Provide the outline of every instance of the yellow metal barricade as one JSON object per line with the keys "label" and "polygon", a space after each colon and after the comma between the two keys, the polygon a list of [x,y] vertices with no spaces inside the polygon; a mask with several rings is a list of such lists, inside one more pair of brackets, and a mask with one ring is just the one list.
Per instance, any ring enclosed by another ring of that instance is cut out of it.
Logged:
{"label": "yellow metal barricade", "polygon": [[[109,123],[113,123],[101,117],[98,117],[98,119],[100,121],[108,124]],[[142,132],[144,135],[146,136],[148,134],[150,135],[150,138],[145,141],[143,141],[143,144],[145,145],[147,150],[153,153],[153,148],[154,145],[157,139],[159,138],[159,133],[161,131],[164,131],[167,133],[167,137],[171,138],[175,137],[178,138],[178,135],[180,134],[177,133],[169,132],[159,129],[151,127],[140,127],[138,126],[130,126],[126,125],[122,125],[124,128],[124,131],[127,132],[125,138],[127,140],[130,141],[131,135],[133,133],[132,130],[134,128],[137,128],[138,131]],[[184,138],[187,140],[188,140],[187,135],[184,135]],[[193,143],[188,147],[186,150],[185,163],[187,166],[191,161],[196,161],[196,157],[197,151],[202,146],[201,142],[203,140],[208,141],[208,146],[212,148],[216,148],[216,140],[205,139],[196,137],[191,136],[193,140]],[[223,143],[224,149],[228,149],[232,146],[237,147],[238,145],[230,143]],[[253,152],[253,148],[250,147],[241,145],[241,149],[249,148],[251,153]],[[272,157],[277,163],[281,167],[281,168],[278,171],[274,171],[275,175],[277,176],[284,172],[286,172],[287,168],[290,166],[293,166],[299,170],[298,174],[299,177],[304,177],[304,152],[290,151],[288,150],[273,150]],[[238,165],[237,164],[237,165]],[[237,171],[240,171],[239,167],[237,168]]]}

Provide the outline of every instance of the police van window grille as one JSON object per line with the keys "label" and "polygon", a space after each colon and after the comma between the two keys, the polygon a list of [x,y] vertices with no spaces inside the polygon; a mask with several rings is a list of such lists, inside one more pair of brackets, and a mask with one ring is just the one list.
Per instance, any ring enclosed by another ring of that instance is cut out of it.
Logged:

• • • • •

● **WHAT TO WORK ON**
Copy out all the records above line for line, with nothing changed.

● **EXERCISE RESULT**
Provide the outline of every instance of the yellow metal barricade as one JSON object per line with the keys "label" and "polygon", a space after each colon and after the comma between the two keys, the polygon a list of [x,y] vertices with no spaces inside the polygon; a mask with several rings is a list of such lists, inside one more pair of brackets, and a mask with one ring is just the one list.
Per instance, any ring enclosed by another ring of that instance is cut out of it.
Logged:
{"label": "yellow metal barricade", "polygon": [[[109,123],[113,123],[101,117],[98,117],[98,119],[100,121],[108,124]],[[142,132],[144,135],[146,136],[148,134],[150,135],[150,138],[145,141],[143,141],[143,144],[145,145],[147,150],[153,153],[153,148],[154,145],[157,139],[159,138],[159,133],[161,131],[164,131],[167,133],[167,137],[171,138],[175,137],[178,138],[178,135],[180,134],[177,133],[169,132],[159,129],[151,127],[140,127],[138,126],[130,126],[126,125],[122,125],[124,128],[124,131],[127,132],[125,138],[127,140],[130,141],[131,135],[133,133],[132,130],[134,128],[137,128],[138,131]],[[184,138],[187,140],[188,140],[187,135],[184,135]],[[193,143],[188,147],[186,150],[185,163],[187,166],[191,161],[196,161],[196,157],[197,151],[202,146],[201,142],[203,140],[208,141],[208,146],[212,148],[216,148],[216,140],[205,139],[196,137],[191,136],[193,140]],[[223,143],[224,149],[228,149],[232,146],[237,147],[238,145],[230,143]],[[253,152],[253,148],[250,147],[241,145],[241,149],[249,148],[251,153]],[[272,157],[277,163],[281,167],[281,168],[278,171],[274,171],[275,175],[277,176],[284,172],[286,172],[287,168],[290,166],[293,166],[299,170],[298,174],[299,177],[304,177],[304,152],[290,151],[288,150],[273,150]],[[238,165],[237,164],[237,165]],[[237,171],[240,171],[239,167],[237,168]]]}

Provide the outline of every instance of the police van window grille as one JSON object per line with the keys "label" and "polygon", a space after each colon and after the comma between the two keys, the polygon a list of [x,y] vertices with no spaces inside the polygon; a mask with several rings is a list of such lists, inside one more pair of brackets, and a mask with one ring is just the one list.
Per instance, any ring enclosed by another ring of that instance is cut out of it.
Logged:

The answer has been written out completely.